All of the data goes into your copy exactly as written. Images do not.

Referring expression data
****************************************

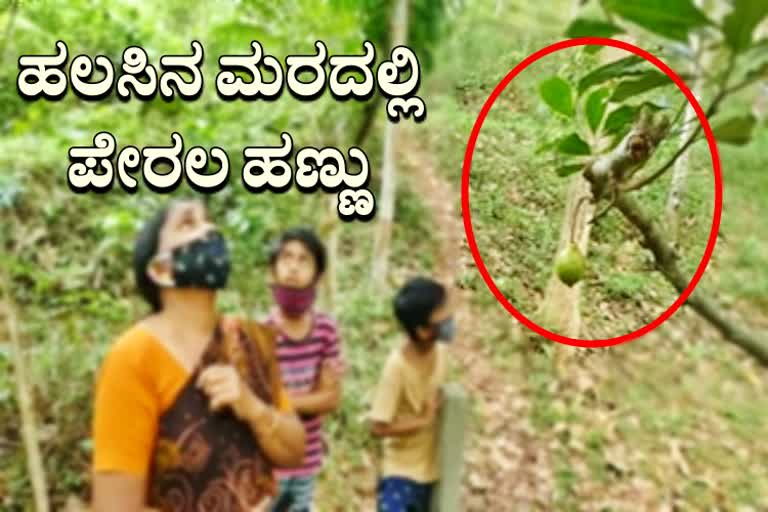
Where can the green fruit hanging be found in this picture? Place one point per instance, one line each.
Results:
(570, 265)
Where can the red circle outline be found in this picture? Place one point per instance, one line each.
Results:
(465, 209)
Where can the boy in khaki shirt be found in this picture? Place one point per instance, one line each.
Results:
(407, 398)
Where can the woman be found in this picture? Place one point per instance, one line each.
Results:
(190, 413)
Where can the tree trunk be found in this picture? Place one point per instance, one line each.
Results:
(26, 408)
(680, 171)
(560, 312)
(386, 200)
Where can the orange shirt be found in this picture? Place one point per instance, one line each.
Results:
(138, 381)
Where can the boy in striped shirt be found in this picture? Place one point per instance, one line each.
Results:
(309, 353)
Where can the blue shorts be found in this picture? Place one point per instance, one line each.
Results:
(396, 494)
(295, 495)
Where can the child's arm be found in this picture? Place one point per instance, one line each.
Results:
(326, 396)
(408, 425)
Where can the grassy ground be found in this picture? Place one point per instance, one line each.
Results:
(667, 420)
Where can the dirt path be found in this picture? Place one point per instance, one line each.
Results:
(507, 467)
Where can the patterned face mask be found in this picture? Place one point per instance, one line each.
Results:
(445, 330)
(202, 263)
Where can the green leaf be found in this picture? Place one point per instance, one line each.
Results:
(584, 27)
(741, 22)
(594, 107)
(619, 119)
(649, 80)
(672, 19)
(557, 93)
(736, 130)
(572, 144)
(619, 68)
(568, 169)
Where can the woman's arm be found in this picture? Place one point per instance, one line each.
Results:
(281, 435)
(118, 492)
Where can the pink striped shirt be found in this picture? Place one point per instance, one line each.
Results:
(300, 365)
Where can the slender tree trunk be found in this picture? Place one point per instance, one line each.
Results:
(680, 171)
(331, 234)
(26, 406)
(559, 311)
(383, 234)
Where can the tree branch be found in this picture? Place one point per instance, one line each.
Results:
(642, 182)
(666, 262)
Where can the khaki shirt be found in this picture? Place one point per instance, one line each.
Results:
(404, 389)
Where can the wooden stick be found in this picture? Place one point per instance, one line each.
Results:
(26, 407)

****************************************

### Solution to the problem
Where can the green fruit hanging be found in this picture? Place one point per instance, one line each.
Results:
(570, 265)
Where can the red circle outline be found in this picture? Place one point per instance, one line each.
Results:
(465, 209)
Where can the boy in khaki shirt be found in this picture? Place one point per instance, one line each.
Results:
(407, 398)
Where can the woman be found in this picture? Place one point per instance, one line each.
Results:
(190, 413)
Where can the tree trunk be found in this picture? Place one point per instance, one line each.
Results:
(26, 408)
(680, 171)
(560, 312)
(386, 200)
Where can the orange shirt be found in this picture? Place one point per instance, one line each.
Results:
(138, 381)
Where can the boy in striped shirt be found in this picture? Place one point per instance, one line each.
Results:
(309, 353)
Where can the blue shorts be found in this picture? Place one point per instance, one line each.
Results:
(396, 494)
(295, 495)
Where can the child's arm be found in this picture? Place one point per instance, one line each.
Results:
(326, 396)
(408, 425)
Where can the grassy ground be found in this picture? Place one point per instance, one line each.
Results:
(667, 420)
Where can the dirt path be found in this picture? Place one point per instance, one line each.
Results:
(507, 467)
Where can the patterned face mask be found in this picture? Place one point per instance, one line each.
Results:
(445, 330)
(202, 263)
Where can the green leaf be found in this picture? Place one point per instance, one line each.
Results:
(584, 27)
(741, 22)
(594, 107)
(619, 119)
(649, 80)
(672, 19)
(557, 93)
(736, 130)
(572, 144)
(619, 68)
(568, 169)
Where can the woman's arm be found in this picture? Place one point per instance, one line each.
Results:
(281, 435)
(118, 492)
Where can the pink striped shirt be found in this picture? Place one point per instance, one line each.
Results:
(300, 365)
Where can the slender tree trunk be found in this picture? Place one point per instance, one line each.
Results:
(680, 171)
(331, 234)
(26, 406)
(559, 311)
(383, 234)
Where can the tree branch be found in this picture? Place one point per instance, one line each.
Results:
(642, 182)
(666, 262)
Where can the khaki shirt be found in this picture? Place one point per instance, one line each.
Results:
(404, 389)
Where can the wooden stick be found in this picture? Place one point per instance, one line each.
Results:
(26, 407)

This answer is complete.